Anyone who has visited my home will recognize the delicious irony in my authorship of an article about housecleaning. My attitude on cleaning leans toward the philosophy of that noted domestic maven, Phyllis Diller. "Housework can't kill you," she used to say, "but why take a chance?"


It's not that I like to be messy, mind you; it's just that I dislike cleaning more. And there's always something more intellectually stimulating -- or just plain fun -- out there waiting to distract my most noble efforts at neatness. If pressed, I take the moral high ground and quote British sociologist Ann Oakley, who wrote in her book, Woman's Work, "Housework is work directly opposed to the possibility of human self-actualization." I'm not just messy, you see; I'm taking a stand on behalf of women everywhere!

Your task:
Can you print the part of the housecleaning passage between "Anyone who has" and "of women everywhere!", inclusive?

Dataset rows:
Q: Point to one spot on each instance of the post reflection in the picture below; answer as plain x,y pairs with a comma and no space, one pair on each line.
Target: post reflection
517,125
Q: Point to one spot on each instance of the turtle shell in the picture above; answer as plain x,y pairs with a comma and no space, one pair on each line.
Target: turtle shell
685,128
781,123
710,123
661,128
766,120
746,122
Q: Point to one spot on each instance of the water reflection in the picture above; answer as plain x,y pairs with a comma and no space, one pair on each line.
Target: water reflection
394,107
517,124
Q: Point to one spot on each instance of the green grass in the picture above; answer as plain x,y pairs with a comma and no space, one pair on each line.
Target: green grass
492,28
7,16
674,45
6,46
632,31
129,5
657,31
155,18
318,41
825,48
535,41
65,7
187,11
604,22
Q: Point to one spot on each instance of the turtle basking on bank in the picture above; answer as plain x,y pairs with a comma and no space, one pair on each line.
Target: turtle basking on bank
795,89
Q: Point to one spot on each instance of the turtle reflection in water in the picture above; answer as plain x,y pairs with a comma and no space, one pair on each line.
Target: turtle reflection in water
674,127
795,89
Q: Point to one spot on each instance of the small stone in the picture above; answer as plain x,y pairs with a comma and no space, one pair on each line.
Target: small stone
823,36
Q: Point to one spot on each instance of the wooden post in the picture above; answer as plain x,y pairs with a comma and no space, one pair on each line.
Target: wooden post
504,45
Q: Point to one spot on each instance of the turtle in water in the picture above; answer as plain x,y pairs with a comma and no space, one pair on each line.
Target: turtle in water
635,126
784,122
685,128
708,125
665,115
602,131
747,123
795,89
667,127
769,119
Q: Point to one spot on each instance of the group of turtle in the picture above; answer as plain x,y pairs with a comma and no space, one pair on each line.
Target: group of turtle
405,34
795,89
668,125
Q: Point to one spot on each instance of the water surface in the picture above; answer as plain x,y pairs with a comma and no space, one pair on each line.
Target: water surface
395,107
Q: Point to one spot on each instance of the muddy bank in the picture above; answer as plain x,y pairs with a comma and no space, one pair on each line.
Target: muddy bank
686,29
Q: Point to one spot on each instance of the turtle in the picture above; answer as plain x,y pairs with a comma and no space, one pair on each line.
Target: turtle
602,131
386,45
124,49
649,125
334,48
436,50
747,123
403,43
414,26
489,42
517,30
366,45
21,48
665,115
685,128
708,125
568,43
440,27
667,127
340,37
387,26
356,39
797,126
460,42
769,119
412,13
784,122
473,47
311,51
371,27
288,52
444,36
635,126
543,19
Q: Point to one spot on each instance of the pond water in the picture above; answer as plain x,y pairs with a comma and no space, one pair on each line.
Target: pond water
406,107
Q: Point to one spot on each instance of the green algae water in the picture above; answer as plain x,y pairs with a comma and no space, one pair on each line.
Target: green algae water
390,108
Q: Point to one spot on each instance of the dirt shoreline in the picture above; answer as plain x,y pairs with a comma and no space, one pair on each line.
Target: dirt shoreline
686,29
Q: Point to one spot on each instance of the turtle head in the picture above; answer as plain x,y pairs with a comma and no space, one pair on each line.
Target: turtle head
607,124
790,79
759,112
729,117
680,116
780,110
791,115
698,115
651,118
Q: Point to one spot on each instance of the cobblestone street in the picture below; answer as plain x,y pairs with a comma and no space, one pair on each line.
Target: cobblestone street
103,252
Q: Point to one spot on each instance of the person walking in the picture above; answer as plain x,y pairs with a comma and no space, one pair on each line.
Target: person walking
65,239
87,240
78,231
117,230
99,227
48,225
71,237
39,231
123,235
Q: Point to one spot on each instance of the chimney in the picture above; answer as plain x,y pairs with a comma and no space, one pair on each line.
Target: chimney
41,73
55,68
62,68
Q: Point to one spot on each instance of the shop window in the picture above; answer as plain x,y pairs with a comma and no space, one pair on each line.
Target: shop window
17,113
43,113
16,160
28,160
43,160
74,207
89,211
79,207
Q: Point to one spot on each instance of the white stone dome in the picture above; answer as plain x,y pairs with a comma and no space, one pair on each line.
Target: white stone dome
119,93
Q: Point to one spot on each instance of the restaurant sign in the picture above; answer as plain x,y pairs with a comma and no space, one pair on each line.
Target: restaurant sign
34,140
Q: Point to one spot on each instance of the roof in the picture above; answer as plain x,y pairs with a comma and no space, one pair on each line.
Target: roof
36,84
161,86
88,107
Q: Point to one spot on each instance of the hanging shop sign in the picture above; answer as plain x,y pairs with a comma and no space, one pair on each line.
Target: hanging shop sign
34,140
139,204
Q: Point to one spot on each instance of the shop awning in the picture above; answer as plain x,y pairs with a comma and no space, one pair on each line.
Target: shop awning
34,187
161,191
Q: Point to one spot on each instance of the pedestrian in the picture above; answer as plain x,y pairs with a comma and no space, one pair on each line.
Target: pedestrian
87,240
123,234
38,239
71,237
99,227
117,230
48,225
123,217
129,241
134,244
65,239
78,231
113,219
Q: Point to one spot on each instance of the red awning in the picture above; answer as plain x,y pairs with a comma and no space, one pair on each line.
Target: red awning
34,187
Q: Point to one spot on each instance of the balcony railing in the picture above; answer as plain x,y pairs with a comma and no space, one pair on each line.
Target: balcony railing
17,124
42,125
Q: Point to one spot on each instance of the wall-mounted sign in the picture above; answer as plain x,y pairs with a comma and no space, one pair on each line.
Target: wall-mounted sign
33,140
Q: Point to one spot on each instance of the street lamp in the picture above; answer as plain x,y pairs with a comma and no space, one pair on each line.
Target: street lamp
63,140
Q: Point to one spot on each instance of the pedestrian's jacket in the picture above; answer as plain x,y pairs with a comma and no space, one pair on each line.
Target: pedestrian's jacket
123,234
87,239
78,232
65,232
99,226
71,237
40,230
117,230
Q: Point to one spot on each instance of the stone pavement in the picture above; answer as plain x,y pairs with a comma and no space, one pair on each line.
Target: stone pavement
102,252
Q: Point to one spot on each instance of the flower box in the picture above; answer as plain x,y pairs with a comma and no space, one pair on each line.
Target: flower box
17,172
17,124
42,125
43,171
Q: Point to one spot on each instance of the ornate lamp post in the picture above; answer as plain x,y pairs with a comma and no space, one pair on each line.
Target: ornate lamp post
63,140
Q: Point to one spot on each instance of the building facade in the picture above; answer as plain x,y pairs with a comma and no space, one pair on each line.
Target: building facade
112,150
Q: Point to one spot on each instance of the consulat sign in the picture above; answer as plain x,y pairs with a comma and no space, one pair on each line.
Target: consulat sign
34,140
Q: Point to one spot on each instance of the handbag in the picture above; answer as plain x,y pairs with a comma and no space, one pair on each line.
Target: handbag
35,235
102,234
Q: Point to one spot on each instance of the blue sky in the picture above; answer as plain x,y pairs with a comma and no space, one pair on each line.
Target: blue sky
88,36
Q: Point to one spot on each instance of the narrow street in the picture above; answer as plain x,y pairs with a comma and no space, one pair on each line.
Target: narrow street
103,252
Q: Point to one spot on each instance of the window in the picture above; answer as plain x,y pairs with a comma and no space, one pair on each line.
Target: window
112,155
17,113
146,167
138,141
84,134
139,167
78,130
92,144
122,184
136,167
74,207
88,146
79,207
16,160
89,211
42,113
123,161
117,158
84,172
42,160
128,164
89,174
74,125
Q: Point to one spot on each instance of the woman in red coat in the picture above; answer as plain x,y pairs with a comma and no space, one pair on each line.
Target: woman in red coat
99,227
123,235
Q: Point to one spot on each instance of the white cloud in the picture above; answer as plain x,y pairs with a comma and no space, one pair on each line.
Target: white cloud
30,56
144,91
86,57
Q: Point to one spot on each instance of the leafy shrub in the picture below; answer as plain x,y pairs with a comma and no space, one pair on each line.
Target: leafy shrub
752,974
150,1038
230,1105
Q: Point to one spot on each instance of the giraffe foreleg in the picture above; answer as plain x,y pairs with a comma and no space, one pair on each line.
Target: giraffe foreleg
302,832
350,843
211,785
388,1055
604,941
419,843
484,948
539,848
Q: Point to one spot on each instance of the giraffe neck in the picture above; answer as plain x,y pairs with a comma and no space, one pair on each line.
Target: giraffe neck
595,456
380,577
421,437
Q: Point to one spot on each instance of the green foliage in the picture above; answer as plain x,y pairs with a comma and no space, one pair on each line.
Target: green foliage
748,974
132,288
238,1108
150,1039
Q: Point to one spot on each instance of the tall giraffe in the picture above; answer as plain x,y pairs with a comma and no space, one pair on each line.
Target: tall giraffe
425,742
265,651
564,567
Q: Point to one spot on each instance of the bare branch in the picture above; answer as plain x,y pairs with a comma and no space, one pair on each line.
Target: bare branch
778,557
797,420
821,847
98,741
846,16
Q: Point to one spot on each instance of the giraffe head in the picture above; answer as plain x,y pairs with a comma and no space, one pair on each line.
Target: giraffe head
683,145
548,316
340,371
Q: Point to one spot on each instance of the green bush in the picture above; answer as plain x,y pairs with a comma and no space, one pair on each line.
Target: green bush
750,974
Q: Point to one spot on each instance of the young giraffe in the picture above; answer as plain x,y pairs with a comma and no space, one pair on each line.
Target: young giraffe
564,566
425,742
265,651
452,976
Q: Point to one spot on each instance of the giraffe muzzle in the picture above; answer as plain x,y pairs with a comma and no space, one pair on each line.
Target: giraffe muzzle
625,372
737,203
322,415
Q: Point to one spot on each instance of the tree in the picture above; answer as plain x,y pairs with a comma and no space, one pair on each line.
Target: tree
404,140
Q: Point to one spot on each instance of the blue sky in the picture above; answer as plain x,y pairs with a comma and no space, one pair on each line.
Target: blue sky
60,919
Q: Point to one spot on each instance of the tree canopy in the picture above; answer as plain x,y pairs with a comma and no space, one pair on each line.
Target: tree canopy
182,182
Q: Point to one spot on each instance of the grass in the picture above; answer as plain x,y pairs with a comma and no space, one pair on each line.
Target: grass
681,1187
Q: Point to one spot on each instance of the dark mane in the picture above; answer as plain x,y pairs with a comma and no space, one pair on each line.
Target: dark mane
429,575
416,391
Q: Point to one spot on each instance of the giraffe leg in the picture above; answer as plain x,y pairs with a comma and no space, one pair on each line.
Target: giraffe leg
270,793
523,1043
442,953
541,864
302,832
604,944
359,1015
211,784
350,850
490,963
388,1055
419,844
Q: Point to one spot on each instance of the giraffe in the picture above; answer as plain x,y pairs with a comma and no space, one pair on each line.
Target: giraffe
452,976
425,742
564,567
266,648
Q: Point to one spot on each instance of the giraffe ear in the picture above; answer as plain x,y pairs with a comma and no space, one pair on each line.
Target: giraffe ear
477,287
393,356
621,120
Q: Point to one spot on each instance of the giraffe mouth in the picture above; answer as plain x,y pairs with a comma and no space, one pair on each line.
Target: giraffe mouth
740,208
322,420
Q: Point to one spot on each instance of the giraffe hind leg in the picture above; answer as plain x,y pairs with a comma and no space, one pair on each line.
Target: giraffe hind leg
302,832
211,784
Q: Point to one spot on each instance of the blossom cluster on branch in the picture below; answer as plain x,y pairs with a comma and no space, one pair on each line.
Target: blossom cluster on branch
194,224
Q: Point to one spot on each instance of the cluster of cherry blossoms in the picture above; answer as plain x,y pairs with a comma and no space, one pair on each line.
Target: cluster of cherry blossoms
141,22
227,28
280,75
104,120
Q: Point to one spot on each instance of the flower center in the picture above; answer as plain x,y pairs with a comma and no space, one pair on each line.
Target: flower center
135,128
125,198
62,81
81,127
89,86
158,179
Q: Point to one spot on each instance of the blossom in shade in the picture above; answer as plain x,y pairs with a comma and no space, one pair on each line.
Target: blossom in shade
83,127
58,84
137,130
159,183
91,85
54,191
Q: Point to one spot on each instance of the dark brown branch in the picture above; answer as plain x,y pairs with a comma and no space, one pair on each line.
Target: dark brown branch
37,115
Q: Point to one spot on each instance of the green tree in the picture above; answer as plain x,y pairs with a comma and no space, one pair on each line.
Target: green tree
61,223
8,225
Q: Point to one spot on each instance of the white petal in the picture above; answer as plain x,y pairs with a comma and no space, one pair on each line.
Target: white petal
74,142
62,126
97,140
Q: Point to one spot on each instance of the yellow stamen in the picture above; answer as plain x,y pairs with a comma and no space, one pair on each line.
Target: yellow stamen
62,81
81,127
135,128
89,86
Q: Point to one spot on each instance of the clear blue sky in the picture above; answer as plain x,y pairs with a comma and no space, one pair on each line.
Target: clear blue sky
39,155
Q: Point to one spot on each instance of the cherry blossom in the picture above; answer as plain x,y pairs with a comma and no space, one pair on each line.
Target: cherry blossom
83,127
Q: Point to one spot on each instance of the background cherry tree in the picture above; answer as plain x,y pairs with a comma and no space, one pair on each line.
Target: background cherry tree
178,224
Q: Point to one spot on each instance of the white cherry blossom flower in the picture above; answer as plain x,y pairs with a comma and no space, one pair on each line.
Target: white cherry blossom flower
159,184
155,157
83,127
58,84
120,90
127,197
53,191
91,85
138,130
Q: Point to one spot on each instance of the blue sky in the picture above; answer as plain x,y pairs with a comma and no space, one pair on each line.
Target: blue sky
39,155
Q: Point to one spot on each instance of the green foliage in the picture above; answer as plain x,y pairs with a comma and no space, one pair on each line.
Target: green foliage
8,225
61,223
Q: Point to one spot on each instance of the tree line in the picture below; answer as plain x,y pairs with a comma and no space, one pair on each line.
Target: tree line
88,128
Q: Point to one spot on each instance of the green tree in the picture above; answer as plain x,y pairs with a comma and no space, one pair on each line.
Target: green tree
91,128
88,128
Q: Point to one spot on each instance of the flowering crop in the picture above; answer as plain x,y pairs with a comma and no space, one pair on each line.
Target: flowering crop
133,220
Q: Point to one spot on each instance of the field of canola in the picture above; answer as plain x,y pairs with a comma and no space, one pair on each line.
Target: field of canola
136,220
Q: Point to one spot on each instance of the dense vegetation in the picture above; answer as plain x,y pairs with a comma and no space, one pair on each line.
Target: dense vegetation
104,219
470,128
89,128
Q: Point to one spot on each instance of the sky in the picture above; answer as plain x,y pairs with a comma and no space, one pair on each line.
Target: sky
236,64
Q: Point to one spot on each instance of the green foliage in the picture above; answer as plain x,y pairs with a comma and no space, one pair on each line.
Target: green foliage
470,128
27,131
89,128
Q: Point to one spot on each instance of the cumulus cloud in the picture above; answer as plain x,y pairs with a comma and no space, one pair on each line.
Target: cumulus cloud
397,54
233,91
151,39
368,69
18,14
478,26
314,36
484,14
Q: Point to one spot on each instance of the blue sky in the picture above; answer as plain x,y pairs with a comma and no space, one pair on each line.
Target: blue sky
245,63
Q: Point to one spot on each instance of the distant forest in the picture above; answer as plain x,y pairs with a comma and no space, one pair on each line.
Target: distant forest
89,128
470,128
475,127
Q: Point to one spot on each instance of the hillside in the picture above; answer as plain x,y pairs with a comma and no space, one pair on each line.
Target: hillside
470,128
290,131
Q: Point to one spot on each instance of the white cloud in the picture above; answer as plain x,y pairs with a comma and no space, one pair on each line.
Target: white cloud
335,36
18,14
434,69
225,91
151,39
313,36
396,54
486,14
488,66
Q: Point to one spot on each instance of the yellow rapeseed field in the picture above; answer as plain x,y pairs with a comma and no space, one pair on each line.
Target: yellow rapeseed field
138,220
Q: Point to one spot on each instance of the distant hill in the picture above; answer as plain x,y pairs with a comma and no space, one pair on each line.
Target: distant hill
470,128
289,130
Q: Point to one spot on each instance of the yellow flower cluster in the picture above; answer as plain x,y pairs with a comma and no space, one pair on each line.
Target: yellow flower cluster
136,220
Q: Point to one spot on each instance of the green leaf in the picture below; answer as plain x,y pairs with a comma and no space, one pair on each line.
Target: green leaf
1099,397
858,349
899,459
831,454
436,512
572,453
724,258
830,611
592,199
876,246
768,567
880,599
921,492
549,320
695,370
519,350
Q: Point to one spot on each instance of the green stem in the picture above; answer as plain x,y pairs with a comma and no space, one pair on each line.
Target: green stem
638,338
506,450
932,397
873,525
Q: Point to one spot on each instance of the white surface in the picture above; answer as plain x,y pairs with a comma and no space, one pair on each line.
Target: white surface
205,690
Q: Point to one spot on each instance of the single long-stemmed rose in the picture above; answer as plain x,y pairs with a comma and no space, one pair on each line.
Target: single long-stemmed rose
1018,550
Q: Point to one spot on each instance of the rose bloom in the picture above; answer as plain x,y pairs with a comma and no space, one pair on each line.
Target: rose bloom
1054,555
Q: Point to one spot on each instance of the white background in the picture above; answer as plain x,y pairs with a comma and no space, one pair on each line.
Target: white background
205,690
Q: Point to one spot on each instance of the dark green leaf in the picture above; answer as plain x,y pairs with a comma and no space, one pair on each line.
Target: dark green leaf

Full solution:
Anyone who has visited my home will recognize the delicious irony in my authorship of an article about housecleaning. My attitude on cleaning leans toward the philosophy of that noted domestic maven, Phyllis Diller. "Housework can't kill you," she used to say, "but why take a chance?"


It's not that I like to be messy, mind you; it's just that I dislike cleaning more. And there's always something more intellectually stimulating -- or just plain fun -- out there waiting to distract my most noble efforts at neatness. If pressed, I take the moral high ground and quote British sociologist Ann Oakley, who wrote in her book, Woman's Work, "Housework is work directly opposed to the possibility of human self-actualization." I'm not just messy, you see; I'm taking a stand on behalf of women everywhere!